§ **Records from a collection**
• • • • • • •
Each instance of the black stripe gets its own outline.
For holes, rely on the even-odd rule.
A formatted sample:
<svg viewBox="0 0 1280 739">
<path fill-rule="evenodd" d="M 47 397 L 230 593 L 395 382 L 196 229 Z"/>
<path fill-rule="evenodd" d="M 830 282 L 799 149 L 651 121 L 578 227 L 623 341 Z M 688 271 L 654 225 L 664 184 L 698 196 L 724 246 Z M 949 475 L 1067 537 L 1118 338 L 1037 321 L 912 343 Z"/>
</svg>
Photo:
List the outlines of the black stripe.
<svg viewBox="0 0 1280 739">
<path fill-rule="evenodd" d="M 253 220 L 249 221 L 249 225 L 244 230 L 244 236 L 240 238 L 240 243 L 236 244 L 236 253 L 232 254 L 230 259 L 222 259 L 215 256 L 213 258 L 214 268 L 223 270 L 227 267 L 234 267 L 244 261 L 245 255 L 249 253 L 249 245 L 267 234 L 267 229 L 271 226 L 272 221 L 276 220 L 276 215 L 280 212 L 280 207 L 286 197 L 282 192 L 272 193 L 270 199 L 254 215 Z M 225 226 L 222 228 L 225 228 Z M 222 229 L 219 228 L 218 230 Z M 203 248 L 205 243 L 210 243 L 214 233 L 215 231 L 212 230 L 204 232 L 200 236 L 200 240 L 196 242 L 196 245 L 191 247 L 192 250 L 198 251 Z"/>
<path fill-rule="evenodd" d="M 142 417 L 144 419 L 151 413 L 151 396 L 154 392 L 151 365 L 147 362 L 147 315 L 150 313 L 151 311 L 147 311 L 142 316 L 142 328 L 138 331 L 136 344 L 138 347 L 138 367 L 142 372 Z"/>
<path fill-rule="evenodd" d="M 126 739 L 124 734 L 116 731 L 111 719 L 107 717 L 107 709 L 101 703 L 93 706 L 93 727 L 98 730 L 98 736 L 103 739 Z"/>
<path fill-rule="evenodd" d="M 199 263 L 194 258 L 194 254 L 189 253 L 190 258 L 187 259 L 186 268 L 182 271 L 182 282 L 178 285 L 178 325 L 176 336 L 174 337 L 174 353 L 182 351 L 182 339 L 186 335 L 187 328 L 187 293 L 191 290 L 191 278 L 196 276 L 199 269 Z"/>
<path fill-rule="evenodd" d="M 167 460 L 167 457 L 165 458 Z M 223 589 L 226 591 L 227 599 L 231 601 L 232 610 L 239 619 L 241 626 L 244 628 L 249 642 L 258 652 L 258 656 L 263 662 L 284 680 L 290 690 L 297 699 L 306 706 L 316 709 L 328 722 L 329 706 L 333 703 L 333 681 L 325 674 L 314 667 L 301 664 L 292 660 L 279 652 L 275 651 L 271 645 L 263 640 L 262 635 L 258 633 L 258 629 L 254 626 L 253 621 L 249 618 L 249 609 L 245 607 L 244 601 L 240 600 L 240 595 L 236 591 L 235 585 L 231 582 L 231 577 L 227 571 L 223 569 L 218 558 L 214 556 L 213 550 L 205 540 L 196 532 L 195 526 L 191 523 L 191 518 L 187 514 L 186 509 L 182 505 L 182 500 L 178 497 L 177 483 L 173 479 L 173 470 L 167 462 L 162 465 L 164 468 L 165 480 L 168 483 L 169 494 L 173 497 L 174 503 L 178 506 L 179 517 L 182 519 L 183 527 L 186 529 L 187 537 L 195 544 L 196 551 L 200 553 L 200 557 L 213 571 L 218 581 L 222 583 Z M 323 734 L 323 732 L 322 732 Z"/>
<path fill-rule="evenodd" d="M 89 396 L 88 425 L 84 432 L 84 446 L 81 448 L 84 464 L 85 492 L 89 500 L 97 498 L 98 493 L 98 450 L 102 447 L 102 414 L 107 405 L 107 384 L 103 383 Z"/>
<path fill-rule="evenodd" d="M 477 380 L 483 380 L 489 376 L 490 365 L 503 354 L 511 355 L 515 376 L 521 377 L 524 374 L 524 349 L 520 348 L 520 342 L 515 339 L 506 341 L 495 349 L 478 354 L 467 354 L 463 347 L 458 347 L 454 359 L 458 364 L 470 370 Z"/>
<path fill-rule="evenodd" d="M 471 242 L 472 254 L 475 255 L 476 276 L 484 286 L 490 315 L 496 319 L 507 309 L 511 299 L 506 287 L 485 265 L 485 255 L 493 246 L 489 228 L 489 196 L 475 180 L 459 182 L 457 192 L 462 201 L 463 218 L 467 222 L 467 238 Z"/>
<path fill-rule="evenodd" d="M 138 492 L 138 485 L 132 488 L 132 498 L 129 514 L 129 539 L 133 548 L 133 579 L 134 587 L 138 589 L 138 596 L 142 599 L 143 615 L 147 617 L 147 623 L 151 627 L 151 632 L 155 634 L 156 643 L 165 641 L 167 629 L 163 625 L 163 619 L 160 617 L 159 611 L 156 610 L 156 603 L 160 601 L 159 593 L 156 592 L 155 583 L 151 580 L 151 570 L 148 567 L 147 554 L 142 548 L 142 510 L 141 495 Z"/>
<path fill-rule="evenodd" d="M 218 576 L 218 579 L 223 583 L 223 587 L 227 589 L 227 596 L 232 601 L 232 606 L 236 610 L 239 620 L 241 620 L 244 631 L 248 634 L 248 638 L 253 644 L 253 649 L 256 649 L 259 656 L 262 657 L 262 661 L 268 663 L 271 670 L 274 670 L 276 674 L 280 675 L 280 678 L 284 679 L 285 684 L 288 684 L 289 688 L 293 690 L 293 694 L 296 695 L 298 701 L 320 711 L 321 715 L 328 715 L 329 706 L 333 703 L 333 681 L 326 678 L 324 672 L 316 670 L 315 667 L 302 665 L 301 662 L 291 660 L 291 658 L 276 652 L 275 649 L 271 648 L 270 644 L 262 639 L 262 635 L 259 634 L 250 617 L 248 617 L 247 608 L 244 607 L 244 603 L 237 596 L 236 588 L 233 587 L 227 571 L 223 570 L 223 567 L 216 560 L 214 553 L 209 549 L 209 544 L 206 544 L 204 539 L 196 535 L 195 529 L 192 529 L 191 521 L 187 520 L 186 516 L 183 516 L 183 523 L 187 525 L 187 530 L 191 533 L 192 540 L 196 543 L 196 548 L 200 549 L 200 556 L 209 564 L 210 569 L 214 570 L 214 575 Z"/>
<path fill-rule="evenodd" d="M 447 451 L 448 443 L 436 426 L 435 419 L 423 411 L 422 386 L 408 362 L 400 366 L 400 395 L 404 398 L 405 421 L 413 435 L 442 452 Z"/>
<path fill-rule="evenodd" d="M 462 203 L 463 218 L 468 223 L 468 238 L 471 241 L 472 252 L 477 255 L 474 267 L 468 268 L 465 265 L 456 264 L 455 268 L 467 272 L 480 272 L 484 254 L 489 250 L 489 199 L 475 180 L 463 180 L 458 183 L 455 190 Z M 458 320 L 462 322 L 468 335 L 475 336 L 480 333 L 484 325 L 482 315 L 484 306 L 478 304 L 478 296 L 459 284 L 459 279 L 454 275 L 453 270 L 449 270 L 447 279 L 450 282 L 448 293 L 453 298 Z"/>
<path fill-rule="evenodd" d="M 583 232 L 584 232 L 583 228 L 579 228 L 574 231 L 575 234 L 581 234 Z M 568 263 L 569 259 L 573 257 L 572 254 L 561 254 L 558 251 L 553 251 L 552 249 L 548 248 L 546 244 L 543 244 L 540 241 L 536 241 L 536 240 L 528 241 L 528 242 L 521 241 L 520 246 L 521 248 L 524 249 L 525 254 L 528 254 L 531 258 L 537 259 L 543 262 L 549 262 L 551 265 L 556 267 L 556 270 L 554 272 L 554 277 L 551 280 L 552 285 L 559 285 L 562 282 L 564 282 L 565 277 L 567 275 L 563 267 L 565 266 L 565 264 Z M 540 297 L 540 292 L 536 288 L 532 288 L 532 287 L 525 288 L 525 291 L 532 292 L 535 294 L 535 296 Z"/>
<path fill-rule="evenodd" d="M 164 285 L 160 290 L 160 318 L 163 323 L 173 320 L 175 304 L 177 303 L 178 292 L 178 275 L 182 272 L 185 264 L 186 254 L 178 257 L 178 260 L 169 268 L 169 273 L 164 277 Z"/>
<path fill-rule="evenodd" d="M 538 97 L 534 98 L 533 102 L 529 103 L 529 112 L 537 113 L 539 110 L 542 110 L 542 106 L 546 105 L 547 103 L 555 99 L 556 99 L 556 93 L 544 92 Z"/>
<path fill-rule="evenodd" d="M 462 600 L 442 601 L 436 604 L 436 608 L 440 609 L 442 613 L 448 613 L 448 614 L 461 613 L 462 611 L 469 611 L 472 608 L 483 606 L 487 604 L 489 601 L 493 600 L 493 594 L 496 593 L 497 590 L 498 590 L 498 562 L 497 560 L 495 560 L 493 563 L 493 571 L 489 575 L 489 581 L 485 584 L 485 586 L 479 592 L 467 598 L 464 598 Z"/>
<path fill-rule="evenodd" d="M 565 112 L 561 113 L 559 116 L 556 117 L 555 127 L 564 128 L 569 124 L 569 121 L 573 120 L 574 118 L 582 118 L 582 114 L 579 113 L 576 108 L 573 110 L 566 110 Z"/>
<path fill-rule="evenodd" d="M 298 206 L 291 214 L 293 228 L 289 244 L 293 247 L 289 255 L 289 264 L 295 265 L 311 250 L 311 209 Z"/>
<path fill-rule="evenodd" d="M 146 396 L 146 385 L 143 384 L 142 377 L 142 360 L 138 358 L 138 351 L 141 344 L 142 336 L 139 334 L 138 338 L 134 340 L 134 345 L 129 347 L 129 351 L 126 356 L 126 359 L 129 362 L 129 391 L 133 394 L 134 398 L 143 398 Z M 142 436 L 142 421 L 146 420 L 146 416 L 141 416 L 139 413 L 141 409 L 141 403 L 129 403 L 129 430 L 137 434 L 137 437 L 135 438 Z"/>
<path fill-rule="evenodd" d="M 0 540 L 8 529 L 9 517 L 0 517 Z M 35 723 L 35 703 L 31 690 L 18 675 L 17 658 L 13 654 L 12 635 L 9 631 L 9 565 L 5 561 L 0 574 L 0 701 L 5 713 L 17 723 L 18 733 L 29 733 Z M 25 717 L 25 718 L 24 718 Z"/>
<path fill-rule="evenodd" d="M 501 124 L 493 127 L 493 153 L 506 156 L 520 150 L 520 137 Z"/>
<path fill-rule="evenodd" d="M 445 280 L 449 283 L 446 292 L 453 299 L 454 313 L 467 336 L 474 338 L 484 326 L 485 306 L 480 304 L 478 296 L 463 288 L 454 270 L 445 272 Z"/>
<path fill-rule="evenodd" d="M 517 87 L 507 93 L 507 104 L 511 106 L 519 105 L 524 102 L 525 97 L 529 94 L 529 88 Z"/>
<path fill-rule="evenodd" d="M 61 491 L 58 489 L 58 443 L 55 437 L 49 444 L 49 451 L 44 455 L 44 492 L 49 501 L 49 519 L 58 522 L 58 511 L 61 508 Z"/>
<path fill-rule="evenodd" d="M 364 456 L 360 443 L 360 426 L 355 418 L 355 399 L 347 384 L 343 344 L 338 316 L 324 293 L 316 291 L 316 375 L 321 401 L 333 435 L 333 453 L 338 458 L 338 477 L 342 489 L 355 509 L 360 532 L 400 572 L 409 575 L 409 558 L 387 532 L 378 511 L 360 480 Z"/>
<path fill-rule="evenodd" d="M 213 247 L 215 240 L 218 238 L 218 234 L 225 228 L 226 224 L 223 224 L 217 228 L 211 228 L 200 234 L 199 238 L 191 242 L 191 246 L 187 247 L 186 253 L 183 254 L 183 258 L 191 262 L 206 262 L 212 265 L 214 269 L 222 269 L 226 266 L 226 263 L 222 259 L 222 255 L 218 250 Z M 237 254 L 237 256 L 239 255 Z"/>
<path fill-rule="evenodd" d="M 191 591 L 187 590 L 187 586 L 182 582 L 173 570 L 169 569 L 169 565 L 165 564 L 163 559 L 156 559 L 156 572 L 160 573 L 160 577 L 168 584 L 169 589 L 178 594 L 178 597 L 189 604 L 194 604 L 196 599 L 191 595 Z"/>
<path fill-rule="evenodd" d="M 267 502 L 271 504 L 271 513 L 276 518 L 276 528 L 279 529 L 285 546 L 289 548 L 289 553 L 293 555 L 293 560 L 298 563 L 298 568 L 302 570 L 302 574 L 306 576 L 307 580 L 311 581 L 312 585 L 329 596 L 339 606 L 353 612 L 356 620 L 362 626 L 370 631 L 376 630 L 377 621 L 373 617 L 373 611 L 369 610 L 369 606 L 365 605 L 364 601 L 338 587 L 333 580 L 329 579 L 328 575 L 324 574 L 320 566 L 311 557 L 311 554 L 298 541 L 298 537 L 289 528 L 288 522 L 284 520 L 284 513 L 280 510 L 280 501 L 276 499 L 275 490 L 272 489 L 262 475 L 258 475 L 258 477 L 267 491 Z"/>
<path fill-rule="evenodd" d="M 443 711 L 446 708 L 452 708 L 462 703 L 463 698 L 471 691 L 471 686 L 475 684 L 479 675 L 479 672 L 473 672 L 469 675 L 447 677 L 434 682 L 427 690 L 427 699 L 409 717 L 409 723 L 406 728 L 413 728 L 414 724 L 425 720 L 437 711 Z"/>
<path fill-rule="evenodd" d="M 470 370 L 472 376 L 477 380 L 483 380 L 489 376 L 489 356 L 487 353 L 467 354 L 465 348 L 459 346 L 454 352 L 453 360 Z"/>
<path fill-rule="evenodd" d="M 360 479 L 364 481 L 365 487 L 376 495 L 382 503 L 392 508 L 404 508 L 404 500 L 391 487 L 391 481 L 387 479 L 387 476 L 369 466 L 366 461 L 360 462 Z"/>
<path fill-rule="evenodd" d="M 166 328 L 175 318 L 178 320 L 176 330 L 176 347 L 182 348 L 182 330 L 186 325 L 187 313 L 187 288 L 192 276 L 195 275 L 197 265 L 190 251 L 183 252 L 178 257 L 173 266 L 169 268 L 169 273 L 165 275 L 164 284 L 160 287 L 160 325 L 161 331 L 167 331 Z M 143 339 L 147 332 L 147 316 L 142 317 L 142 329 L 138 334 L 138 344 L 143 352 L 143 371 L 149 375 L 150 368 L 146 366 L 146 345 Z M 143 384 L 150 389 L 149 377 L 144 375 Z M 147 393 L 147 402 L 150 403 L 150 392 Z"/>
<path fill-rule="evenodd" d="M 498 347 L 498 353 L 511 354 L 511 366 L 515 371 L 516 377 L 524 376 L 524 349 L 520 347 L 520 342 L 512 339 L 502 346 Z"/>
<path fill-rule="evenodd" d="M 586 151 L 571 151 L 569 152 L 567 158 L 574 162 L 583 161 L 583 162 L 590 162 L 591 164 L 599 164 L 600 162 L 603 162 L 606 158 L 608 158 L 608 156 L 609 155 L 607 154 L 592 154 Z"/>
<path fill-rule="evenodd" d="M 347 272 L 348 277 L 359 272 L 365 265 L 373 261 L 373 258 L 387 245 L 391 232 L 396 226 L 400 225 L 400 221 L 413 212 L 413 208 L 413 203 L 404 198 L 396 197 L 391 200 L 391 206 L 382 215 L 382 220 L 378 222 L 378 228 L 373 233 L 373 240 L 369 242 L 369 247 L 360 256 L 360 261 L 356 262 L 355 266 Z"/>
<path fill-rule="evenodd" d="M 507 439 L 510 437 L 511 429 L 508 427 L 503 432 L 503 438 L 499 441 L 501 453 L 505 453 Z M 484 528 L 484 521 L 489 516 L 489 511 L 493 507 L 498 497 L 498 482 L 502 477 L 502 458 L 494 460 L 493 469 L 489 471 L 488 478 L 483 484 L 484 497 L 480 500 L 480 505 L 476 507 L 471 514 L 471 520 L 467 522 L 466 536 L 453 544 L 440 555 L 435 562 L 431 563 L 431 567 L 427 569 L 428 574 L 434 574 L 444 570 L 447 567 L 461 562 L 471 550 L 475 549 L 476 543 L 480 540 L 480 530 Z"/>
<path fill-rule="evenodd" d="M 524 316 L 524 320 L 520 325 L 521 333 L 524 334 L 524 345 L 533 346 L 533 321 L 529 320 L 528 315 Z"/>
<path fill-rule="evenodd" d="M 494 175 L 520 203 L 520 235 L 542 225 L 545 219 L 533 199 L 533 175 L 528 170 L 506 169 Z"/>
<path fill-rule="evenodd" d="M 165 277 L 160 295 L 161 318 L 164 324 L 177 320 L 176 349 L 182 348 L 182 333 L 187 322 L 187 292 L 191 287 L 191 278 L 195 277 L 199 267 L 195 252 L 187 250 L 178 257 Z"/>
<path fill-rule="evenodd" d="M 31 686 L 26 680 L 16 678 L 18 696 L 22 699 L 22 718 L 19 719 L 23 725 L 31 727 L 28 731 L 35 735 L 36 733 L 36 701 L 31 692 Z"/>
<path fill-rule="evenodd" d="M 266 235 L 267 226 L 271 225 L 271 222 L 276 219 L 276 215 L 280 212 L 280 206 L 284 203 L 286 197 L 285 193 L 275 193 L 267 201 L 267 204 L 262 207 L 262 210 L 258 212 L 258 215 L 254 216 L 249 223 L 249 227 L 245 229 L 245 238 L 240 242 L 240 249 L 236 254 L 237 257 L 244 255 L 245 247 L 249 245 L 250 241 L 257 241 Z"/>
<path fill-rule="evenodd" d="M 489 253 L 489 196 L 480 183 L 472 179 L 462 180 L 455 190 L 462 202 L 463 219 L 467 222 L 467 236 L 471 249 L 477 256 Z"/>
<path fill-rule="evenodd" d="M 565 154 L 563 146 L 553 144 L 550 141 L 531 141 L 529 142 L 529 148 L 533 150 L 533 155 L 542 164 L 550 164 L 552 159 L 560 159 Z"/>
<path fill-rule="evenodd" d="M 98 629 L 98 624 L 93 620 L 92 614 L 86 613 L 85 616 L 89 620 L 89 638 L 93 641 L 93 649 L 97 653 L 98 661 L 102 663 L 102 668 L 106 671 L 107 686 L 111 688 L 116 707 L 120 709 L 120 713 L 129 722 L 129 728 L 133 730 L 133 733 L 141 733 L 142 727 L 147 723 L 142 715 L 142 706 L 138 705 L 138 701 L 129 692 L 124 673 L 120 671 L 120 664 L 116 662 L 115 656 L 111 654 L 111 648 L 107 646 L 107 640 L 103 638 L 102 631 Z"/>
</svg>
• • • • • • •
§ **TASK PROMPT**
Repeat the entries above exactly, beginning at their first line and ending with the line that contains "47 397 L 230", with nothing added.

§ **SOLUTION BELOW**
Each instance of the black stripe gets its own outline.
For holes, rely on the even-odd rule.
A formatted sample:
<svg viewBox="0 0 1280 739">
<path fill-rule="evenodd" d="M 47 397 L 230 593 L 395 382 L 196 229 Z"/>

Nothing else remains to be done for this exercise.